Problem statement: From the comments below on women, men, and clothing choices, pull out the passage that starts at "Rant on Hugo!" and ends at "just as self-expression.".

Page text Start Marker

Yeah, women also have a choice when it comes to thrusting their breasts in a man's face so they can get a drink free at a bar. I know I'm going to sound like a totally radical anti-feminist, but I think half the crap that happens to women is brought on by stupid things they do.

Rant on Hugo! I think men have been structuring society for our benefit since the fall. It is too easy to blame women for their choices, when the reality is that we have set them up.

On the other hand, as far as clothing goes, is there not an element of it genuinely being choice? I mean, I know that I do sometimes dress to "use" desireability. But I also wouldn't say that if something dreadful happened to a girl wearing a miniskirt that she was "asking for it". Sometimes clothing - in all sorts of styles - can be meant unprovocatively, just as self-expression.

But I do agree with the broader scope of your argument, and I'm glad somebody said it because there's so much which is worryingly true.

Page text End Marker
The data Start Marker

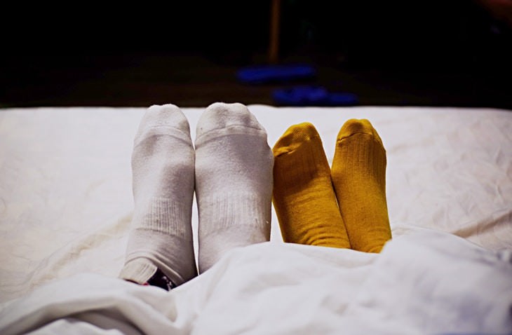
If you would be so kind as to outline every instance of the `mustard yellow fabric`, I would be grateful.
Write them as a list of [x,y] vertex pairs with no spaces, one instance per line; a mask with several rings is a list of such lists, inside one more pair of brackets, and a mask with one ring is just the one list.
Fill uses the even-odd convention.
[[273,152],[272,202],[285,242],[380,252],[391,238],[386,151],[368,120],[343,125],[331,168],[309,123],[290,127]]
[[386,151],[368,120],[351,119],[336,140],[331,176],[352,249],[379,252],[391,238]]
[[272,202],[284,241],[350,248],[315,127],[309,123],[292,125],[273,152]]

The data End Marker

Result of this task:
Rant on Hugo! I think men have been structuring society for our benefit since the fall. It is too easy to blame women for their choices, when the reality is that we have set them up.

On the other hand, as far as clothing goes, is there not an element of it genuinely being choice? I mean, I know that I do sometimes dress to "use" desireability. But I also wouldn't say that if something dreadful happened to a girl wearing a miniskirt that she was "asking for it". Sometimes clothing - in all sorts of styles - can be meant unprovocatively, just as self-expression.